:: Extracted information ::
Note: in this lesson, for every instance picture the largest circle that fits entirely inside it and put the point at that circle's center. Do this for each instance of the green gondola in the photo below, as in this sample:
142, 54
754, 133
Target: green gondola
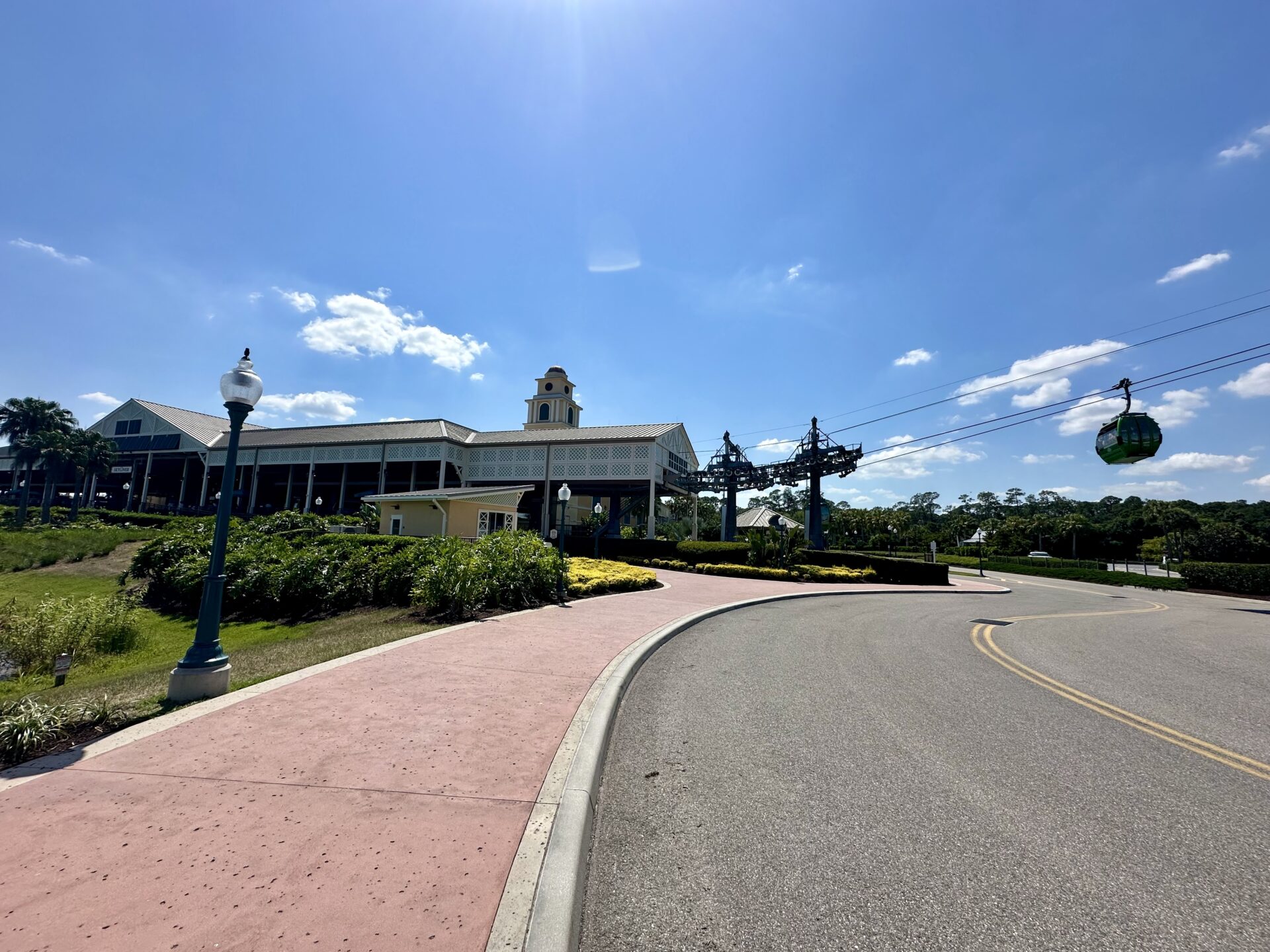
1129, 438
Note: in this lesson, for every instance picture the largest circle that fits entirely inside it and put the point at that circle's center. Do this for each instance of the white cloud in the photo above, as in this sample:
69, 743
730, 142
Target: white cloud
892, 462
1248, 149
321, 404
1020, 374
365, 327
1250, 383
913, 357
97, 397
1176, 408
1193, 462
1193, 267
302, 300
444, 349
777, 446
1154, 489
50, 251
1179, 407
1050, 393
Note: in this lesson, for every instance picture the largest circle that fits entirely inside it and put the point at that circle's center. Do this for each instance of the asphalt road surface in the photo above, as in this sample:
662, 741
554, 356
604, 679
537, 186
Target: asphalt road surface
857, 774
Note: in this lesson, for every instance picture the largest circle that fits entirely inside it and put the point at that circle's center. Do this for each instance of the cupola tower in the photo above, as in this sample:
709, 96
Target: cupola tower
554, 405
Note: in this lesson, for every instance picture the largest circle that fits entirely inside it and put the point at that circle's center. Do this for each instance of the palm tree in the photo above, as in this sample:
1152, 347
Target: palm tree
56, 450
93, 455
21, 419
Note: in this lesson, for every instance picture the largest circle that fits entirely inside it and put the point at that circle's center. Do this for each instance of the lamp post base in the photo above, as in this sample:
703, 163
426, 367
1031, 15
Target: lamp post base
193, 684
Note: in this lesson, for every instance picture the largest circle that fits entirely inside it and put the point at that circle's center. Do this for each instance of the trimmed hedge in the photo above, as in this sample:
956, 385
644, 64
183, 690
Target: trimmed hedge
747, 571
287, 567
588, 576
1228, 576
893, 571
713, 553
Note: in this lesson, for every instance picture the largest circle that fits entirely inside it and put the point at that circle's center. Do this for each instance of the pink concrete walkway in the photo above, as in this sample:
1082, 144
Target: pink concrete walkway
374, 807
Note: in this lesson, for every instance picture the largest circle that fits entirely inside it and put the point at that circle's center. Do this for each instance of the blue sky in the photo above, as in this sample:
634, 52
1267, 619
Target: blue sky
734, 215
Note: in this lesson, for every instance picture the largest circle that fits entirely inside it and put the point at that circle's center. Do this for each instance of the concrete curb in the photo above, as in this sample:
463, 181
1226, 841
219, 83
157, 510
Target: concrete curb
556, 918
26, 772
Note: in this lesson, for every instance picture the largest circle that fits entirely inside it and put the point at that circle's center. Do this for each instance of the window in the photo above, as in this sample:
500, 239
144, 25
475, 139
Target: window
488, 522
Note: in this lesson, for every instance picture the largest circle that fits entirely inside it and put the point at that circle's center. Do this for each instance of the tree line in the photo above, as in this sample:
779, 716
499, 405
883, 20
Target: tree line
1019, 522
46, 434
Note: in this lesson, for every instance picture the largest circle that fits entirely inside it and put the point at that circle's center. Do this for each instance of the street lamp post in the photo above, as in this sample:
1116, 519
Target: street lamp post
563, 495
205, 670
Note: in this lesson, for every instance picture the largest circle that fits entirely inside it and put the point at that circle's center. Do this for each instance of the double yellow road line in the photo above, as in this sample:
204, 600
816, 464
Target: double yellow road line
982, 639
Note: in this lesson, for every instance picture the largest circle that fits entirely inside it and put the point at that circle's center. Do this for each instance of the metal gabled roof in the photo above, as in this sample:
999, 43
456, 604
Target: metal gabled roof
573, 434
760, 516
423, 495
202, 427
357, 433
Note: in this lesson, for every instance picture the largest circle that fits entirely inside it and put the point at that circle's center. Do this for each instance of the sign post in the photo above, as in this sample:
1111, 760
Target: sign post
62, 668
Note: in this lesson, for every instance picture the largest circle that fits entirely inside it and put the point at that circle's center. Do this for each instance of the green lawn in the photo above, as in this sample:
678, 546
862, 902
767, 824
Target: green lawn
27, 549
258, 651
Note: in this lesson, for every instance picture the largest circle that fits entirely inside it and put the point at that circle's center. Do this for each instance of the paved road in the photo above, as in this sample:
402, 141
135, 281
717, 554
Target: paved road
857, 775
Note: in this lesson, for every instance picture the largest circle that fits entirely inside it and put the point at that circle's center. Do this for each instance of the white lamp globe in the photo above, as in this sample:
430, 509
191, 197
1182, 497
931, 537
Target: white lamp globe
:::
Your objective: Work out how many lines of the data above hold the word "globe", and write only the count.

Answer area: 2